**Aufgabenstellung**
Übertragen Sie diesen Satz aus dem Text über die Nürnberger Prozesse ins Englische: „Am 20. November 1945, vor genau 65 Jahren und bereits ein halbes Jahr nach Kriegsende, begannen die Nürnberger Prozesse gegen die NS-Kriegsverbrecher.“

Durch den Dschungel auf die Bühne des Lebens.

20. 11. 2010 - 13:30

Schuldig im Sinne der Anklage

Die Nazi-Führungsriege musste bei den Nürnberger Prozessen ihre Verbrechen verantworten. Zeitzeuge und Simultandolmetscher Siegfried Ramler war bei den Gerichtsverfahren dabei.

Am 20. November 1945, vor genau 65 Jahren und bereits ein halbes Jahr nach Kriegsende, begannen die Nürnberger Prozesse gegen die NS-Kriegsverbrecher.

Urteile

  • Im Prozess gegen die Hauptkriegsverbrecher wurden 12 der 22 Angeklagten zum Tode verurteilt, sieben erhielten langjährige oder lebenslange Haftstrafen, drei wurden freigesprochen.
  • In den Nachfolgeprozessen wurden 24 Angeklagte zum Tode verurteilt, 118 erhielten langjährige oder lebenslange Hafstrafen und 35 wurden freigesprochen.

Im ersten dieser Verfahren, dem Prozess gegen die Hauptkriegsverbrecher vom 20. November 1945 bis 1. Oktober 1946, verhandelte der Internationale Militärgerichtshof der alliierten Mächte gegen 22 Angeklagte - unter ihnen Reichsmarschall und Oberbefehlshaber der Luftwaffe Hermann Göring, Rüstungsminister Albert Speer oder Hitler-Stellvertreter Rudolf Heß.

[Datensätze mit beschrifteten Rahmen]

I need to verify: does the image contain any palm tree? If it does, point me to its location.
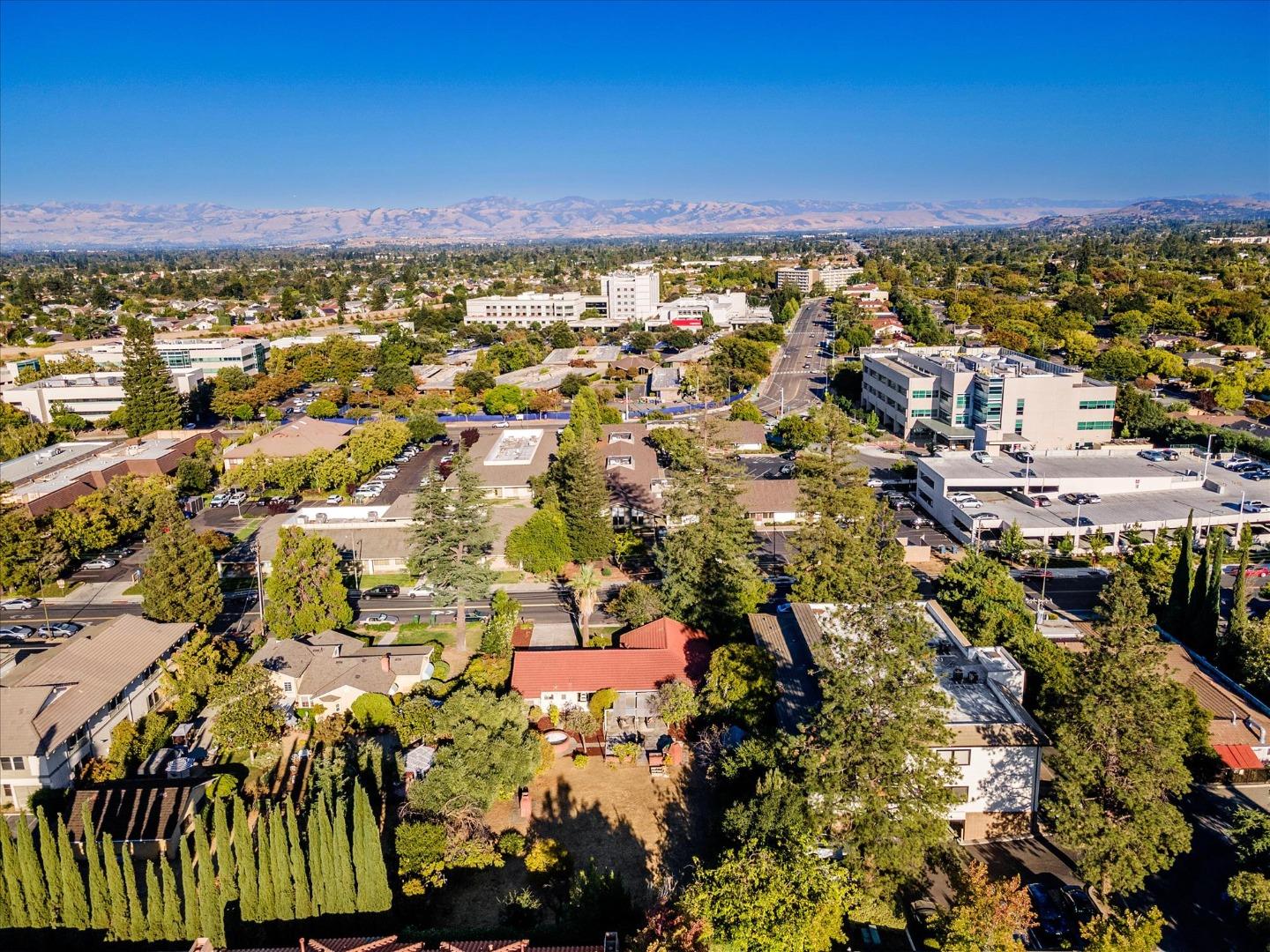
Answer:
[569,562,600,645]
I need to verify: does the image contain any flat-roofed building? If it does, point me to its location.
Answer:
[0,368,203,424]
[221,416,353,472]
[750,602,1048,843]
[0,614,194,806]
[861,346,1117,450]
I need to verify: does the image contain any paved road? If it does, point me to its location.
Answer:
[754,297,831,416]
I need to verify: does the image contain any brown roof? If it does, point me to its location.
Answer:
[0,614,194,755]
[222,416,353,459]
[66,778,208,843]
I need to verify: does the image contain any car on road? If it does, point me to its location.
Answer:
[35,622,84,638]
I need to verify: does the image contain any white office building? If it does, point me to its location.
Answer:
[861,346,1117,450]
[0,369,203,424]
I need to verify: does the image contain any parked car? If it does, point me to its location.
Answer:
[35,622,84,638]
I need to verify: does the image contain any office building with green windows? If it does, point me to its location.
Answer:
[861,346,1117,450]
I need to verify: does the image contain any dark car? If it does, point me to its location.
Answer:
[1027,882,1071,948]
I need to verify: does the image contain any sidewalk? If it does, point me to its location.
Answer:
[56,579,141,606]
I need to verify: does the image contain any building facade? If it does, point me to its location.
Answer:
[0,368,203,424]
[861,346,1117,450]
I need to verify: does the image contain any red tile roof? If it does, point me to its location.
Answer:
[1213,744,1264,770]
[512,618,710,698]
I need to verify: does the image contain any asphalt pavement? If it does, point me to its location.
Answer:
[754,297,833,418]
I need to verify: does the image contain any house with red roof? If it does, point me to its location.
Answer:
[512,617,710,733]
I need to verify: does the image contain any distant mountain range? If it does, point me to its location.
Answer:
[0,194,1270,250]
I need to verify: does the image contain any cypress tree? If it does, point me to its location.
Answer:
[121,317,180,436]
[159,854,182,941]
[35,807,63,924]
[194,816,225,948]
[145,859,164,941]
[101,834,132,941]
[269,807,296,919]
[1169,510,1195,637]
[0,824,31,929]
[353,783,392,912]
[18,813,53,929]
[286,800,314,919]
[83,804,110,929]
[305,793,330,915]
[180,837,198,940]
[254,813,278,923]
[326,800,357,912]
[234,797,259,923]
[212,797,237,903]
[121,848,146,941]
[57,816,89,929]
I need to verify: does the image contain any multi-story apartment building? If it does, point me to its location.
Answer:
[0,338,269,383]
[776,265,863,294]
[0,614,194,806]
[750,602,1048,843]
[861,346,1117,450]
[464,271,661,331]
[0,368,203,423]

**Lösung**
On November 20, 1945, exactly 65 years ago and already half a year after the end of the war, the Nuremberg trials against the Nazi war criminals began.